Give the data again in full. Keep every line the same.
*** Begin section ***
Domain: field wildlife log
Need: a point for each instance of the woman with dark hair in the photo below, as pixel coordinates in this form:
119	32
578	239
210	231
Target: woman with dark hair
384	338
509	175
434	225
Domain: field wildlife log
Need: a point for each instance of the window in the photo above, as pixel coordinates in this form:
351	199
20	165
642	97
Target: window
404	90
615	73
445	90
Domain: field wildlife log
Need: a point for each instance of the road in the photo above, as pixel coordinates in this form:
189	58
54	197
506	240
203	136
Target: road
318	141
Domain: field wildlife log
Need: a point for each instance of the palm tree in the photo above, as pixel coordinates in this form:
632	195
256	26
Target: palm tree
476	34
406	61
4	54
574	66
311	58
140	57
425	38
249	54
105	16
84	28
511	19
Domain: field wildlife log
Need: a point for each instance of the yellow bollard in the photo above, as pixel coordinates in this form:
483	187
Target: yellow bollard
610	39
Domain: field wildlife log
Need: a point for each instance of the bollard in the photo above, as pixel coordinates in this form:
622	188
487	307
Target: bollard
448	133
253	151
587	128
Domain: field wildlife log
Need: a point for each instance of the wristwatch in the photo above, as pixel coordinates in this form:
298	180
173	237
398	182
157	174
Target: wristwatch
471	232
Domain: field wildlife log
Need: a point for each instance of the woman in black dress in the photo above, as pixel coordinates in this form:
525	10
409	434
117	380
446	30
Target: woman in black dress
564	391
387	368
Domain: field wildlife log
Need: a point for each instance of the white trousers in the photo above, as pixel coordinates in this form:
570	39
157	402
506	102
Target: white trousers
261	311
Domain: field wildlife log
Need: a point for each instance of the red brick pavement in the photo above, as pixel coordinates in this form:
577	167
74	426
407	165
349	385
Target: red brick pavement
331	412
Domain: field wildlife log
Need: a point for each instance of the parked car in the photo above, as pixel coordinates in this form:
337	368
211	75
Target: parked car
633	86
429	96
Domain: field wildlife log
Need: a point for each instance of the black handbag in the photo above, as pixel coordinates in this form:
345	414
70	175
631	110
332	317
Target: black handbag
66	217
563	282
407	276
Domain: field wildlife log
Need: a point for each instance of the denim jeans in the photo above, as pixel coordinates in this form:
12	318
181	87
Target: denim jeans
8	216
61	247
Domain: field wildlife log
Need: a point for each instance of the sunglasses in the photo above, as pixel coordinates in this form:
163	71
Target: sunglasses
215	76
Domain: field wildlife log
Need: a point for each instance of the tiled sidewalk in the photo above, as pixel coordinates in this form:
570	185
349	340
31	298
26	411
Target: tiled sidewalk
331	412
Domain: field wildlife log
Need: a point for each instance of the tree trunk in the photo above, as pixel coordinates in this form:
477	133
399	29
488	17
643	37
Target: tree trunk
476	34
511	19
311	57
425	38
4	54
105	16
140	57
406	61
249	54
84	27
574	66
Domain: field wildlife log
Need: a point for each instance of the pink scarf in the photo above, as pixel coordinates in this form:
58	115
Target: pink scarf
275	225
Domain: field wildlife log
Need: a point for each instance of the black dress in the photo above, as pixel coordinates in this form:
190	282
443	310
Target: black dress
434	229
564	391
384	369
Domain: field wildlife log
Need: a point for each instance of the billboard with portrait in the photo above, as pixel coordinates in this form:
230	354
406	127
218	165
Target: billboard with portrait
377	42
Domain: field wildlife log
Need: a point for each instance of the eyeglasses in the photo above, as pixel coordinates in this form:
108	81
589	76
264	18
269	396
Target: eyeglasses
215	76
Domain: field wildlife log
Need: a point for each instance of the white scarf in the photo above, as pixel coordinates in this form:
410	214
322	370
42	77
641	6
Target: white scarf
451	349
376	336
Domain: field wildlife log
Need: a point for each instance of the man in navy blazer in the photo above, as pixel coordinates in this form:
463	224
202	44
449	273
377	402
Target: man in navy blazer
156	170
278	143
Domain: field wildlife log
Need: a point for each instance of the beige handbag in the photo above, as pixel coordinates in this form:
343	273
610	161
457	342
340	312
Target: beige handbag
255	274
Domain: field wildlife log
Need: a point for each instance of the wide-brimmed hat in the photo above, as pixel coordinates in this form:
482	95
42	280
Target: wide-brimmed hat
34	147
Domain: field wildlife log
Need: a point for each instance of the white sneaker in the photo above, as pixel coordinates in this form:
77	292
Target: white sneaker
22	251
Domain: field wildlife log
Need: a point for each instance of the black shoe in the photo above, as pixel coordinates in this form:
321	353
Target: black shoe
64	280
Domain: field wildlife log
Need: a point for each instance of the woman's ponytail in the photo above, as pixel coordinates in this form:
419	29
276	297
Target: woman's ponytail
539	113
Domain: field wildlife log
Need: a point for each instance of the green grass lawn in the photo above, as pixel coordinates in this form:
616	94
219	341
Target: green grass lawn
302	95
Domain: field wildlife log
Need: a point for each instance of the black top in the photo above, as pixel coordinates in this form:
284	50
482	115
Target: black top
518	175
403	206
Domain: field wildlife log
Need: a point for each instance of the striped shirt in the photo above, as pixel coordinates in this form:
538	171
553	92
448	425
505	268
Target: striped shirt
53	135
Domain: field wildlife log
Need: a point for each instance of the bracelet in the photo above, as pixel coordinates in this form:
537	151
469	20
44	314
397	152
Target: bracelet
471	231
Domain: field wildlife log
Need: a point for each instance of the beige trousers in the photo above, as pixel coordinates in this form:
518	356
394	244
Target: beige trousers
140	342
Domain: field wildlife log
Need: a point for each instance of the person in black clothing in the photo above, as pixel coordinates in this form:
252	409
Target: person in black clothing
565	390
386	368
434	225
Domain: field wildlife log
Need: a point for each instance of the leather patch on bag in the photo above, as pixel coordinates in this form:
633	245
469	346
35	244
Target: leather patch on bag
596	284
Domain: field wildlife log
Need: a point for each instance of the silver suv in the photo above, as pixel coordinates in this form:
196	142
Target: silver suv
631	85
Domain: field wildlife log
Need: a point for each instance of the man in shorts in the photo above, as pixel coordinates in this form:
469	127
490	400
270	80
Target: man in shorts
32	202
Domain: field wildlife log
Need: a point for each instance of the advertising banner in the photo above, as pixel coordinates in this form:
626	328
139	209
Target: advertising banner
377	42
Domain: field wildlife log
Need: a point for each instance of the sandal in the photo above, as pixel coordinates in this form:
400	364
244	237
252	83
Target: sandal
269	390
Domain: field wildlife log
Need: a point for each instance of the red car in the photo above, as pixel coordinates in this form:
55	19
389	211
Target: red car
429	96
*** End section ***
## Written answer
Domain: field wildlife log
Need: a point for each instance of the woman with dark hair in the photo below, as pixel coordinates in this form:
119	32
578	239
210	231
Target: woman with dark hair
384	338
509	175
434	225
Domain: field wildlife log
Need: a point for each instance of the window in the photo above, as pixel coordinates in this form:
351	199
20	165
642	97
Target: window
404	90
615	73
445	90
Domain: field wildlife log
Need: a point for each instance of the road in the photo above, as pixel coordinates in this form:
189	58
54	197
506	240
203	136
Target: road
318	141
Domain: field wildlife log
Need: a point for each instance of the palm tree in the photo above, as pixel coordinates in this form:
632	195
256	26
Target: palm tree
476	34
406	61
4	54
574	66
311	58
140	57
425	38
249	54
105	16
84	28
511	19
Domain: field wildlife log
Need: a point for each instance of the yellow bollard in the photo above, as pixel coordinates in this form:
483	187
Target: yellow bollard
610	39
Domain: field wildlife log
Need: a point for each instance of the bollard in the photo above, as pixel coordinates in this form:
622	188
487	307
Target: bollard
448	133
253	151
587	128
Domain: field wildlife log
Need: a point for each instance of the wristwatch in the photo above, as pixel coordinates in this form:
298	180
173	237
398	182
157	174
Target: wristwatch
471	232
Domain: field wildlife log
Need: a point for each instance of the woman in black dress in the photo above, as pixel coordinates in this form:
525	10
409	434
117	380
446	30
Target: woman in black dress
564	391
387	368
Domain: field wildlife log
Need: a point for each instance of the white trousers in the photo above, as pixel coordinates in this form:
570	39
157	402
506	102
Target: white trousers
261	311
Domain: field wildlife log
Need: a point for each instance of the red brick pavement in the photo above, as pixel coordinates in this form:
577	167
74	426
407	165
349	385
Target: red brick pavement
331	412
Domain: field wildlife log
Need: a point for each instance of the parked car in the photo above, as pixel coordinates in this form:
337	368
211	75
Target: parked car
633	86
429	96
Domain: field wildlife log
Need: a point for each instance of the black handbag in the photo above, as pixel coordinates in this form:
345	414
70	175
631	110
332	317
Target: black handbag
66	217
563	282
407	276
Domain: field wildlife log
Need: a point for each instance of the denim jeans in the photo above, as pixel coordinates in this form:
12	318
181	87
Target: denim jeans
8	216
61	247
Domain: field wildlife log
Need: a point for each instance of the sunglasses in the photo above, as pixel coordinates in this form:
163	71
Target: sunglasses
215	76
Domain: field wildlife log
Need: a point for each instance of the tiled sidewalk in the photo above, as pixel coordinates in this form:
570	185
349	340
31	298
26	411
Target: tiled sidewalk
331	412
Domain: field wildlife log
Need: a point for each instance of the tree trunk in the photo above, as pixel coordinates in this form:
477	133
399	29
488	17
643	37
Target: tree trunk
476	34
511	19
311	57
425	38
4	54
105	16
140	57
406	61
249	54
84	27
574	66
Domain: field wildlife log
Need: a point for each instance of the pink scarf in the photo above, as pixel coordinates in this form:
58	115
Target: pink scarf
275	225
Domain: field wildlife log
Need: a point for each instance of the black dress in the photo above, as pixel coordinates in this form:
190	282
443	310
Target: black dress
434	229
564	391
384	369
Domain: field wildlife log
Need: a point for each instance of the billboard with portrait in the photo above, as pixel coordinates in this form:
230	354
406	127
218	165
Target: billboard with portrait
377	42
Domain: field wildlife log
Need: a point for each instance of the eyeglasses in the photo above, as pixel coordinates in this form:
108	81
589	76
264	18
269	396
Target: eyeglasses
215	76
Domain: field wildlife log
Need: a point for each instance of the white scarf in the photo above, as pixel coordinates in this form:
410	214
322	370
42	77
641	6
Target: white scarf
451	349
376	336
Domain: field wildlife log
Need: a point for each instance of the man in navy blazer in the photo above, as pixel coordinates in this form:
463	224
202	44
449	273
377	402
Target: man in navy blazer
156	170
278	143
Domain: field wildlife log
Need: a point for each instance of the beige handbag in the photo above, as pixel coordinates in this form:
343	273
610	161
457	342
340	312
Target: beige handbag
255	274
Domain: field wildlife log
Need: a point for each instance of the wide-brimmed hat in the photo above, as pixel coordinates in this form:
482	95
42	280
Target: wide-brimmed hat
34	147
Domain: field wildlife log
Need: a point for each instance of the white sneaker in the photo above, as pixel coordinates in this form:
77	292
Target: white sneaker
22	251
Domain: field wildlife log
Need: a point for each instance of the black shoe in the photo above, as pixel coordinates in this form:
321	353
Target: black shoe
64	280
Domain: field wildlife log
Need: a point for each instance of the woman's ponytail in the photo above, as pixel coordinates in this form:
419	29
276	297
Target: woman's ponytail
539	113
Domain: field wildlife log
Need: a point for each instance of the green grass lawn in the photo above, as pixel coordinates in this form:
616	94
219	341
Target: green grass lawn
302	95
Domain: field wildlife log
Need: a point for each instance of the black top in the photo above, as pixel coordinates in this form:
284	50
482	115
Target: black top
518	175
403	206
Domain: field wildlife log
Need: a point for each instance of the striped shirt in the photo above, as pixel coordinates in this form:
538	171
553	92
448	425
505	268
Target: striped shirt
53	135
Domain: field wildlife log
Need: a point for each instance of the bracelet in the photo above, as pixel coordinates in this form:
537	151
469	20
44	314
397	152
Target: bracelet
471	231
Domain: field wildlife log
Need: a point for each instance of the beige trousers in the photo above, as pixel coordinates in this form:
518	356
394	244
Target: beige trousers
140	342
Domain: field wildlife log
Need: a point for each instance of the person in black clothing in the photo above, as pixel coordinates in this form:
252	409
Target: person in black clothing
565	390
386	368
434	225
Domain: field wildlife log
Need: a point for each instance of the leather patch on bag in the photo above, as pixel coordinates in this form:
633	245
469	346
35	244
Target: leather patch on bag
596	284
Domain: field wildlife log
Need: a point for each instance of the silver suv in the photo above, as pixel coordinates in this form:
196	142
Target: silver suv
631	85
Domain: field wildlife log
Need: a point for each instance of the man in shorts in the photo above, as pixel coordinates in this form:
469	127
490	400
270	80
Target: man in shorts
32	202
Domain: field wildlife log
Need: a point for each instance of the advertising banner in the photo above, as pixel coordinates in this form:
626	328
139	209
Target: advertising banner
377	42
Domain: field wildlife log
Need: a point for each instance of the sandal in the photo above, as pixel coordinates in this form:
400	364
244	237
252	83
Target: sandal
269	390
Domain: field wildlife log
Need: a point for each instance of the red car in the photo above, as pixel coordinates in this form:
55	19
389	211
Target: red car
429	96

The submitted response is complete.